◆ **WHAT IS NEEDED**
Set down the records below word for word, starting with the line with "Expected behavior: point out the cherry" and going on through the final line of the records.

↓

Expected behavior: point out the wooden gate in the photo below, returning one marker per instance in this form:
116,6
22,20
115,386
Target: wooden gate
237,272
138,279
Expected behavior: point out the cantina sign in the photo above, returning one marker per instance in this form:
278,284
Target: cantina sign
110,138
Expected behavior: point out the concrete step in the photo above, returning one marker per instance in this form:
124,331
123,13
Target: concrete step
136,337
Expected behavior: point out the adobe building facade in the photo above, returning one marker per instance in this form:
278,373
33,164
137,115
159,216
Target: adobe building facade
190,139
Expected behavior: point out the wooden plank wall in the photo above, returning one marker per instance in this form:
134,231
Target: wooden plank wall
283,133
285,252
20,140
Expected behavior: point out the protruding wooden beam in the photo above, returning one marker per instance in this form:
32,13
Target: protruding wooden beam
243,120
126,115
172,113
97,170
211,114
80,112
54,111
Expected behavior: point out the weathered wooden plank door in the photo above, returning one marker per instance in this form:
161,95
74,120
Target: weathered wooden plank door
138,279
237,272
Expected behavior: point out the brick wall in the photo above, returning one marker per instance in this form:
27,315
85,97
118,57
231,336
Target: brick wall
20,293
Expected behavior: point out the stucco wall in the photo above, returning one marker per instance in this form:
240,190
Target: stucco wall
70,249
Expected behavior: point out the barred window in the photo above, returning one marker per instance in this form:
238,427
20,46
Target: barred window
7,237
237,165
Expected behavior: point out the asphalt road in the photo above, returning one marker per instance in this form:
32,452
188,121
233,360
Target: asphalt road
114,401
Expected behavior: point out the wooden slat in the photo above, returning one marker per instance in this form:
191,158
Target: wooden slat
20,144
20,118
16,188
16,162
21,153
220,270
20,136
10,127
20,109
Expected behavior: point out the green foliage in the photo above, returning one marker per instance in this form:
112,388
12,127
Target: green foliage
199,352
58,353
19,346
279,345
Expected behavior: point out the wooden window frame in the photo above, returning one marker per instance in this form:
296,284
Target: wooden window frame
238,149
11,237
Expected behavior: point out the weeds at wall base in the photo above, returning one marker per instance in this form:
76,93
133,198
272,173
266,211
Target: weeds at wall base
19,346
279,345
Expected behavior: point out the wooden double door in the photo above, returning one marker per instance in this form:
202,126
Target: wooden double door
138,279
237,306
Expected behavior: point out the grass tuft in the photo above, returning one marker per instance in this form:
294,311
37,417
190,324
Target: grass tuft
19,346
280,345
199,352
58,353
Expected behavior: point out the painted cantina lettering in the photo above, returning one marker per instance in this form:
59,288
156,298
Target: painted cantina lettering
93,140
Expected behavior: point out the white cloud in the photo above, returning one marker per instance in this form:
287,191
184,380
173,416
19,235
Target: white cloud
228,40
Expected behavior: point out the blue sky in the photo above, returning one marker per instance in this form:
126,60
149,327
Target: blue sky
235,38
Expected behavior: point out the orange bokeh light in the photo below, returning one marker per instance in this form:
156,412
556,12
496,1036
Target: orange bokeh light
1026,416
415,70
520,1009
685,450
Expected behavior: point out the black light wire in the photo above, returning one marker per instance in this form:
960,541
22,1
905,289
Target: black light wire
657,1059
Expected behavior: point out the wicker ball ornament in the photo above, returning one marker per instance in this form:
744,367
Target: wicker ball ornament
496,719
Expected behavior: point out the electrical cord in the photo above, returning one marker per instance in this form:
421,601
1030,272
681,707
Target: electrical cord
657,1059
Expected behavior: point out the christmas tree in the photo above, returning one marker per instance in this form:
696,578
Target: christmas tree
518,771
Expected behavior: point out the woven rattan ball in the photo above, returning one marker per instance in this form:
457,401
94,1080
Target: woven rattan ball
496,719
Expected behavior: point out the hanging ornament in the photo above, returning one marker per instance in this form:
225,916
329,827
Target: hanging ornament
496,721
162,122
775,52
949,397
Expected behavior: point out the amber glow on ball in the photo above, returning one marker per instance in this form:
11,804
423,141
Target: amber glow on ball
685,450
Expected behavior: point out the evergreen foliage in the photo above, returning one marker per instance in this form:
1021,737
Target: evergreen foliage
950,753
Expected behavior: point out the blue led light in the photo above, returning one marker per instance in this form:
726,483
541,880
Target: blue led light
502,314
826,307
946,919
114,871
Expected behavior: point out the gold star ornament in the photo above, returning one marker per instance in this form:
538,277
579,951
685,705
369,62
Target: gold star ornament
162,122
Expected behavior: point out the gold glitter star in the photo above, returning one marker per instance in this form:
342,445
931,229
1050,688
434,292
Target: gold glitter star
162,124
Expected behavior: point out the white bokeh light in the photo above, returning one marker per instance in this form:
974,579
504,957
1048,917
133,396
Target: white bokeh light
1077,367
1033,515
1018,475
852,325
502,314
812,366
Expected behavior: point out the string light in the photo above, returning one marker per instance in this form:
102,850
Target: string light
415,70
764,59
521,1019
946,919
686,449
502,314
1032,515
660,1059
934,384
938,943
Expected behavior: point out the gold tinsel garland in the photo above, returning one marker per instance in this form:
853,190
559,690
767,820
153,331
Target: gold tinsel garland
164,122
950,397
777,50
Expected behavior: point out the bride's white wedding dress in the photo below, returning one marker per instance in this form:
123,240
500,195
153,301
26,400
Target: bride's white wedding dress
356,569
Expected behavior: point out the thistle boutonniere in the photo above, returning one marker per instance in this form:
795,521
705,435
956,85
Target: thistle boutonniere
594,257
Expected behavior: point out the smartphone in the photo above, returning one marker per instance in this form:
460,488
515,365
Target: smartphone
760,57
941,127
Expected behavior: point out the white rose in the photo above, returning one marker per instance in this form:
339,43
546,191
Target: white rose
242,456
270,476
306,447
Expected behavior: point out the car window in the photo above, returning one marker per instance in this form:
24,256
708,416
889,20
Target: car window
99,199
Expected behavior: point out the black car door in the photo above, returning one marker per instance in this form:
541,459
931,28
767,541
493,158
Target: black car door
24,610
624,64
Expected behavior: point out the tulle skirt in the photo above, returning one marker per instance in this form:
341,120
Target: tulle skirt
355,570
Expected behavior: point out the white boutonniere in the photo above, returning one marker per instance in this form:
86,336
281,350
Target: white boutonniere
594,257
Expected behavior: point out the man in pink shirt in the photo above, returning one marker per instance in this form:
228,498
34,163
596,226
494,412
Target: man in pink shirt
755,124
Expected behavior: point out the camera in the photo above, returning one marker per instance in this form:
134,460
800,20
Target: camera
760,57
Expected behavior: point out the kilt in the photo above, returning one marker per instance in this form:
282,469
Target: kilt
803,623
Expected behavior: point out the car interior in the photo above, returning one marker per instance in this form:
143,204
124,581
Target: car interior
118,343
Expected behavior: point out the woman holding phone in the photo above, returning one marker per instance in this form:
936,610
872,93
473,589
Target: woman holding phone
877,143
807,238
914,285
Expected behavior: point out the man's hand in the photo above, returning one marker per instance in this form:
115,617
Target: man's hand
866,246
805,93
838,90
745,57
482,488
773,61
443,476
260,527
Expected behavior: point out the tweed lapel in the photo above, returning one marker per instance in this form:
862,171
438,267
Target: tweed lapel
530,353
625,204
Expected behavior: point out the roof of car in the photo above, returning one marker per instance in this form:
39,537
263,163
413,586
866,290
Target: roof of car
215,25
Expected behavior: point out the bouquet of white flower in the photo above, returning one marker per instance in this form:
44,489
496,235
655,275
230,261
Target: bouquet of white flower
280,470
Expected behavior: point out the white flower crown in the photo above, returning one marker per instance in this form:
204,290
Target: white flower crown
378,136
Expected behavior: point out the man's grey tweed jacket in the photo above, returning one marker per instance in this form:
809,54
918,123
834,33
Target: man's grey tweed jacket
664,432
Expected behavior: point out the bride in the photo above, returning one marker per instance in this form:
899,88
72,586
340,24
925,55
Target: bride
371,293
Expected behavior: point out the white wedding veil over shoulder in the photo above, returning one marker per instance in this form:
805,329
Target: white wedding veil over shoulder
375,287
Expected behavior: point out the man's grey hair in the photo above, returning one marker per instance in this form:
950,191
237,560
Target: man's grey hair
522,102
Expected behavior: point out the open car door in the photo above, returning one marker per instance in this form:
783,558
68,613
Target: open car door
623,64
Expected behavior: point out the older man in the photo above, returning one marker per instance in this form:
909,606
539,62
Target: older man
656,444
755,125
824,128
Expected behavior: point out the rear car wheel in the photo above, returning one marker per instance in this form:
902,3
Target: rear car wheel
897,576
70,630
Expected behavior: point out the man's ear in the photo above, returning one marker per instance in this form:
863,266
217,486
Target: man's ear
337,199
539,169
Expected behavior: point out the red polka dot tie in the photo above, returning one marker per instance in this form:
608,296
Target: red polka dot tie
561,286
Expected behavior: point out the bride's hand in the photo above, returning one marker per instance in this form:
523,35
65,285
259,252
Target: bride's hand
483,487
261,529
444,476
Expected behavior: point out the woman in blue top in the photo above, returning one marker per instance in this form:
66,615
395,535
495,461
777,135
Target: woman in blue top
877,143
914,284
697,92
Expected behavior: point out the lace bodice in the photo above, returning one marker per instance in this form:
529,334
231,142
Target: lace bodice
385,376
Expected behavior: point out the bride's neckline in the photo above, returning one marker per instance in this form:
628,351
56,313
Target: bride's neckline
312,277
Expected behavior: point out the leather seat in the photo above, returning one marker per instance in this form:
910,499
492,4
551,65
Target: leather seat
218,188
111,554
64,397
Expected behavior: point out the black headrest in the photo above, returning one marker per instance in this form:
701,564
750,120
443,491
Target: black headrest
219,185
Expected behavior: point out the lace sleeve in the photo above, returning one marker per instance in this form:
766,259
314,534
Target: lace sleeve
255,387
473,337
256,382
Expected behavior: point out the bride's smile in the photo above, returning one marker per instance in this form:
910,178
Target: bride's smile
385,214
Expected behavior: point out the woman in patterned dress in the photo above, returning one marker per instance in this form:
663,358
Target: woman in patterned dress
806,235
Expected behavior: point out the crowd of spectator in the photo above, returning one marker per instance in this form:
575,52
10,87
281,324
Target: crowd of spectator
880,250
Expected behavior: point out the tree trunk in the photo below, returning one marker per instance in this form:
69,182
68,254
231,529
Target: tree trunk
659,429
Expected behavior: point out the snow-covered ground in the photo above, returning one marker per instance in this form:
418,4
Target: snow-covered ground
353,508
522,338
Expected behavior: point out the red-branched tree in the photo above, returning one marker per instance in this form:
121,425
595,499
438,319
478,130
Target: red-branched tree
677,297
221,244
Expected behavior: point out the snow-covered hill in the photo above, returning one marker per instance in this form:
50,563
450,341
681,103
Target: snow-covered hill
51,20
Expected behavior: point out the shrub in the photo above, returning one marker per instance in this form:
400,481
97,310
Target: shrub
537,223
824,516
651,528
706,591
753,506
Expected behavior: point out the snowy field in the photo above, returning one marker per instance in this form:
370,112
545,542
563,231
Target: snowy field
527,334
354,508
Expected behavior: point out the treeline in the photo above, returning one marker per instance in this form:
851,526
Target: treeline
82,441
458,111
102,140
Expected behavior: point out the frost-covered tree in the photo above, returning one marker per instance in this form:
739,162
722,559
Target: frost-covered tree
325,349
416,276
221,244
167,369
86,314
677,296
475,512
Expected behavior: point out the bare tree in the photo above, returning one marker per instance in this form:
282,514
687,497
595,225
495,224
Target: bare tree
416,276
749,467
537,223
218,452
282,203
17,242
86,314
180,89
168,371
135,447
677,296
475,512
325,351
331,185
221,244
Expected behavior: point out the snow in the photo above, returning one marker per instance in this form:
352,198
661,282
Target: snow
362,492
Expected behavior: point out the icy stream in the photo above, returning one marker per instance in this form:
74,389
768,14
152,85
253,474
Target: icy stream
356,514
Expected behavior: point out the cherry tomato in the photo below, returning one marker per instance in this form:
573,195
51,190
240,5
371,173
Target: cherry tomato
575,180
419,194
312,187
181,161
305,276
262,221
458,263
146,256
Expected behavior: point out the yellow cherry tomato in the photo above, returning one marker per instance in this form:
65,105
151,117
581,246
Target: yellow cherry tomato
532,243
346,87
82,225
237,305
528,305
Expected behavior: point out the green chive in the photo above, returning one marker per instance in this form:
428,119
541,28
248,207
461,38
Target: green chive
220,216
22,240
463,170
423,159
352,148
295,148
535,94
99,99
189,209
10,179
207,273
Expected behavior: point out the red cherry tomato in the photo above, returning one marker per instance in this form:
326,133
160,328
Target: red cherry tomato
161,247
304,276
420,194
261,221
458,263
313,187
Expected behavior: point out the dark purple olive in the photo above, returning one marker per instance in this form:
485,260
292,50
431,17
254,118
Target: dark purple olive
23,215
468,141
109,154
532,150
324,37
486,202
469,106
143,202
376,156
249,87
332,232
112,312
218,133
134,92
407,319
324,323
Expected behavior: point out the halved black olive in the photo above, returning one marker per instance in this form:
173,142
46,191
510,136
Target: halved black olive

↑

◆ **SOLUTION**
Expected behavior: point out the cherry tomato in the photo below, returning one marker per instance in this form:
573,195
51,190
240,5
371,173
Target: cherry tomato
575,180
419,194
312,187
181,161
305,276
262,221
458,263
146,256
Expected behavior: point out the yellow cherry tomato in the photo above, returning one marker per instance in this form:
65,105
151,117
581,246
Target: yellow cherry tomato
532,243
346,87
82,225
237,305
528,305
Expected behavior: point out the green chive in the photo above, returning one marker per instance in this form:
428,119
541,28
248,207
461,38
Target: green chive
220,216
22,240
463,170
423,159
352,148
295,148
535,94
99,99
189,209
10,179
207,273
Expected behavior: point out the red cherry tomato in the photo above, returning one marker per instance in this form:
326,133
160,328
Target: red cherry tomato
161,247
304,276
420,194
261,221
458,263
313,187
Expected behavior: point out the dark purple olive in the photo above, returning one marker per instance in this form:
485,260
292,50
431,17
254,118
Target: dark purple olive
23,215
468,141
109,154
532,150
324,37
486,202
469,106
143,202
376,156
249,87
332,232
112,312
218,133
134,92
407,319
324,323
Expected behavior: point out the halved black olive in the photo above, returning one marker per instance in this form:
173,142
46,191
510,136
Target: halved black olive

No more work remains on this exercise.